** Start Supplied information **

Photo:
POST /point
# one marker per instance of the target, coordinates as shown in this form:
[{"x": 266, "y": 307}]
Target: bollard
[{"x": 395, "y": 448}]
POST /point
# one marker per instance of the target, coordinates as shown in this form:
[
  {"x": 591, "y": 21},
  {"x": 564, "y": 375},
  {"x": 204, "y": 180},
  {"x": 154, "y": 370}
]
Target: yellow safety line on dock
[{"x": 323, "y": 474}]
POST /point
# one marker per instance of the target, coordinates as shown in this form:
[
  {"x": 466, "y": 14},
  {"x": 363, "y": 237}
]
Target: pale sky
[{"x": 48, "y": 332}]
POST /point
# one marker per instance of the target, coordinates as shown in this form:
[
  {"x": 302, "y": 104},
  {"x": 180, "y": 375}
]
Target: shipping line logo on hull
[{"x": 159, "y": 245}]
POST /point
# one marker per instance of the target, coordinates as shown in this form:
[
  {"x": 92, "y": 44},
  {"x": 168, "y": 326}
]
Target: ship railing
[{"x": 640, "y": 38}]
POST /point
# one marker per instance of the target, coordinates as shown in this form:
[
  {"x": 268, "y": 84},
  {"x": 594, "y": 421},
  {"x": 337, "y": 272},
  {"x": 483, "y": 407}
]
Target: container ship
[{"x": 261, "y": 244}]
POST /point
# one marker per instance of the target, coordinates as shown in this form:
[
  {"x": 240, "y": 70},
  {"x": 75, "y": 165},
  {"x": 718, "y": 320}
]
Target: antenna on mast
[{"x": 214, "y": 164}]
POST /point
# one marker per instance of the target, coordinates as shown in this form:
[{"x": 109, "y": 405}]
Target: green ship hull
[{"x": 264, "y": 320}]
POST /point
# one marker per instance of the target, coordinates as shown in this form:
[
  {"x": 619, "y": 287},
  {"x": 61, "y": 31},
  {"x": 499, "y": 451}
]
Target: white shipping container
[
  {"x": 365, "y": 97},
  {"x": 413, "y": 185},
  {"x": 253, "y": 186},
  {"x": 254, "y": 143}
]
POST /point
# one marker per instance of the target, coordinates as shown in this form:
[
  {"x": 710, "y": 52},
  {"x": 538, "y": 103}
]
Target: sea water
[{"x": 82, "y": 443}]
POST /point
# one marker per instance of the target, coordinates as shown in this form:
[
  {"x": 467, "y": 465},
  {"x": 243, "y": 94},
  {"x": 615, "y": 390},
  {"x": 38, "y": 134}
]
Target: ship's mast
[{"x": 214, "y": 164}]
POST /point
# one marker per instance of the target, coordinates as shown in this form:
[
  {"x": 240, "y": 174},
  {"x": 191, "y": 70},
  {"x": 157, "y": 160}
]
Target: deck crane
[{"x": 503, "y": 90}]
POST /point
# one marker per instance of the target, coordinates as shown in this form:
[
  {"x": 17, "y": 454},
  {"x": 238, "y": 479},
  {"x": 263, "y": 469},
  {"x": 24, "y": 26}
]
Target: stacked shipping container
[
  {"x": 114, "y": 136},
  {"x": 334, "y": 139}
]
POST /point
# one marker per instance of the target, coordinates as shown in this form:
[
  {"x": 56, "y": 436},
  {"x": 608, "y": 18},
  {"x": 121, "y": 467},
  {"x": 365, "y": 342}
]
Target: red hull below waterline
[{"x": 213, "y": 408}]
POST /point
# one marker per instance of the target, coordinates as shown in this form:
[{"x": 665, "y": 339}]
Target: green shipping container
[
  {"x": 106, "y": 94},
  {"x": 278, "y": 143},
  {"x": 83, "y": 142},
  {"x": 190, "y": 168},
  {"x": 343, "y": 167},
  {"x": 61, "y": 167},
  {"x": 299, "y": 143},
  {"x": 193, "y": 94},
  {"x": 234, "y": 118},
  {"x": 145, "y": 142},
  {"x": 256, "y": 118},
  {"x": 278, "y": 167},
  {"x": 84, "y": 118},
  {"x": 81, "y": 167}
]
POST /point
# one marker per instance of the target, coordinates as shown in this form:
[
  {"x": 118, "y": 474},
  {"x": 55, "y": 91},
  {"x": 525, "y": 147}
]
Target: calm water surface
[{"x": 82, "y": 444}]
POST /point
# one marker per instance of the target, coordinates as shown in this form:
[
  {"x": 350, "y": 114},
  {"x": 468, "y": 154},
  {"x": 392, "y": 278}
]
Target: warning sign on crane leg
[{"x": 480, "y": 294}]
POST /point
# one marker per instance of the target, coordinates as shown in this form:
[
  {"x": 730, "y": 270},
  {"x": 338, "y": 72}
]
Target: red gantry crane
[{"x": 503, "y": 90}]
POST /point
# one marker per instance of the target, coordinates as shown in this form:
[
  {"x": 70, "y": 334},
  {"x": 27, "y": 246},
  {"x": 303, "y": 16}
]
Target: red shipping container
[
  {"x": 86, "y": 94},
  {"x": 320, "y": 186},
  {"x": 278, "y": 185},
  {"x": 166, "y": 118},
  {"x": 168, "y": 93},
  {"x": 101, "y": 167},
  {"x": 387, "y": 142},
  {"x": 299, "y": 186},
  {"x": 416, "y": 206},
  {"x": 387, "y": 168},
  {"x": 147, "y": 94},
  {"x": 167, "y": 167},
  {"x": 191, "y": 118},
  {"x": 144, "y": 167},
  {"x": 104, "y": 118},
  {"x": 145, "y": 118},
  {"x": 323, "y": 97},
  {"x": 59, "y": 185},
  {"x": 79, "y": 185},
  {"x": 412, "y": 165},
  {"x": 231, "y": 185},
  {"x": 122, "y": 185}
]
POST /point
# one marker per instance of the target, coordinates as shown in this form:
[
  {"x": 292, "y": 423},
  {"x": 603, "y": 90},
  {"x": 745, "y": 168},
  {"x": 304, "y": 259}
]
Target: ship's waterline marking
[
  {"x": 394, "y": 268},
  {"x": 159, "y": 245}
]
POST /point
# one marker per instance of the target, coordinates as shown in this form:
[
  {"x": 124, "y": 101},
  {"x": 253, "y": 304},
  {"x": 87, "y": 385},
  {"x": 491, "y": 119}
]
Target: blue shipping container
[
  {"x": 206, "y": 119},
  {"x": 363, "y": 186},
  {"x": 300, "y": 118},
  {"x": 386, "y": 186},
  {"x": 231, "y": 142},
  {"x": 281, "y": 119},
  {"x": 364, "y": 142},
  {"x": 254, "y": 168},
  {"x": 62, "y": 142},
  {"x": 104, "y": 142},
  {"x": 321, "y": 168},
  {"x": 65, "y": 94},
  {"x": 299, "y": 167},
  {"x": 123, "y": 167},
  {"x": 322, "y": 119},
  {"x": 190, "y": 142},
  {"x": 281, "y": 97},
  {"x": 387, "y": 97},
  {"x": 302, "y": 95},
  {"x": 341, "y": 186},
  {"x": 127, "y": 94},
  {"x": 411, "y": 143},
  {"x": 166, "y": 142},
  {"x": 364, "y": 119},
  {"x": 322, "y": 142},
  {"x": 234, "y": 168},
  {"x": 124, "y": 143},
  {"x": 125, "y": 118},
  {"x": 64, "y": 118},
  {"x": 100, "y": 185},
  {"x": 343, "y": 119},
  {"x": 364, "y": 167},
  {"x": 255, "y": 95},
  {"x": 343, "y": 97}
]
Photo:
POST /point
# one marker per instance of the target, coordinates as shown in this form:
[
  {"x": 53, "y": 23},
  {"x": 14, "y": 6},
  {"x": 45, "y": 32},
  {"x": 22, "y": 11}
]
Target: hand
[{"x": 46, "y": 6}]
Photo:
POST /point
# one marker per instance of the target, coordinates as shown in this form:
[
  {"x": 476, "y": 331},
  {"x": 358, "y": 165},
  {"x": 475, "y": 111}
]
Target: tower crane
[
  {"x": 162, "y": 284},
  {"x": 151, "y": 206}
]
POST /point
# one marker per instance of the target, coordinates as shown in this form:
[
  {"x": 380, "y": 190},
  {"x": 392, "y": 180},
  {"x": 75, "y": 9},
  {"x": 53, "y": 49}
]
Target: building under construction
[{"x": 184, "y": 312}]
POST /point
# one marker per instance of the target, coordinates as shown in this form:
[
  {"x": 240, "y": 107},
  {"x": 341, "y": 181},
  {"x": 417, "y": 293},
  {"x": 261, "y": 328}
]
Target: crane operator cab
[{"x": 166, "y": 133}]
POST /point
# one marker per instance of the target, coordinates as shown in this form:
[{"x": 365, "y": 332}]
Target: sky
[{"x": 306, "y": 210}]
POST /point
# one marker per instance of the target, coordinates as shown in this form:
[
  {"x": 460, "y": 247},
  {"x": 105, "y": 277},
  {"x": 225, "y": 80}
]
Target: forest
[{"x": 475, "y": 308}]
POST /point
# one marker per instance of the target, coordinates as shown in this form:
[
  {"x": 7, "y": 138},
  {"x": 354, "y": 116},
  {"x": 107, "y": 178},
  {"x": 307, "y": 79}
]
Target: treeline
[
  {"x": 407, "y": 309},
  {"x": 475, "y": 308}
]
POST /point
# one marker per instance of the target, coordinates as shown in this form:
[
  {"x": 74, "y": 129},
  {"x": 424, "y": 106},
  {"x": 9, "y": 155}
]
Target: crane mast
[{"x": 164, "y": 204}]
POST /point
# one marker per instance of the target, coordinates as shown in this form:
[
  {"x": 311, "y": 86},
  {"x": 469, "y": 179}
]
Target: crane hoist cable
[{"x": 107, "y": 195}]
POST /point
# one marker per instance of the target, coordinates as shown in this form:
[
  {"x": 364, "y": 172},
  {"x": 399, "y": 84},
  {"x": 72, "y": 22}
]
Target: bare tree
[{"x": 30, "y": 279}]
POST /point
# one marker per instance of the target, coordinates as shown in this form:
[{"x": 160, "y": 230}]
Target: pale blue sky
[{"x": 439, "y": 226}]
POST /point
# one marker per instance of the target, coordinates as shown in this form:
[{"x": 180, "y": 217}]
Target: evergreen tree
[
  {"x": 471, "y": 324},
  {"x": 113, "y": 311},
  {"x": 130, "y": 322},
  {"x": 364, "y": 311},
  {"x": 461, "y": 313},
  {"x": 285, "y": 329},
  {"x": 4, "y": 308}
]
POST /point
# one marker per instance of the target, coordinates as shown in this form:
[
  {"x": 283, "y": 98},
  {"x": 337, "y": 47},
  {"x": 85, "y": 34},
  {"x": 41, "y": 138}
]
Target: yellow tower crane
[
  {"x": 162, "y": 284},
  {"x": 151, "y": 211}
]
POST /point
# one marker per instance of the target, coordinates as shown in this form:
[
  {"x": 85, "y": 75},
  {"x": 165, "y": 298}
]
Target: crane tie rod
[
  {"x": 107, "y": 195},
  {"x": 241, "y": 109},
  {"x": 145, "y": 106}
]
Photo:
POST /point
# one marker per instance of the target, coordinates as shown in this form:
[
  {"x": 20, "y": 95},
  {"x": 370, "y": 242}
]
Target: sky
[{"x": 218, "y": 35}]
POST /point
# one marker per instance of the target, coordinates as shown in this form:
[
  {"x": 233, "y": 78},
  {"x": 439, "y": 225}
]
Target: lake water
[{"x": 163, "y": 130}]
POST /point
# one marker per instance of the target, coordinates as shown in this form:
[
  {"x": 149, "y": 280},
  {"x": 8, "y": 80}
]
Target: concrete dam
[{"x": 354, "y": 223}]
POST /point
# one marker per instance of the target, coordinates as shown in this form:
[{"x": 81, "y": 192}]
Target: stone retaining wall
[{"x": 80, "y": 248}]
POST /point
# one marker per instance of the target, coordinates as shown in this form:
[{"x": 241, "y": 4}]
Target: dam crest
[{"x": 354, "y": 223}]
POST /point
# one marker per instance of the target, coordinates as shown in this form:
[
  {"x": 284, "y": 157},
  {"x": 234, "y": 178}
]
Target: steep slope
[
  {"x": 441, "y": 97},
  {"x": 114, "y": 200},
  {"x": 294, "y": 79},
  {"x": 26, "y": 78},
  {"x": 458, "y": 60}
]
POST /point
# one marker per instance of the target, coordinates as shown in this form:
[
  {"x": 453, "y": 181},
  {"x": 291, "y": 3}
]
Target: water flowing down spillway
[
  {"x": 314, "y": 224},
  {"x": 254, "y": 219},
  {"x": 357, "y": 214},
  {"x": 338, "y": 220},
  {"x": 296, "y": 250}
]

** End Supplied information **

* Required task *
How many lines in the listing above contain the string "container"? Reply with the number only.

* Solution for this task *
6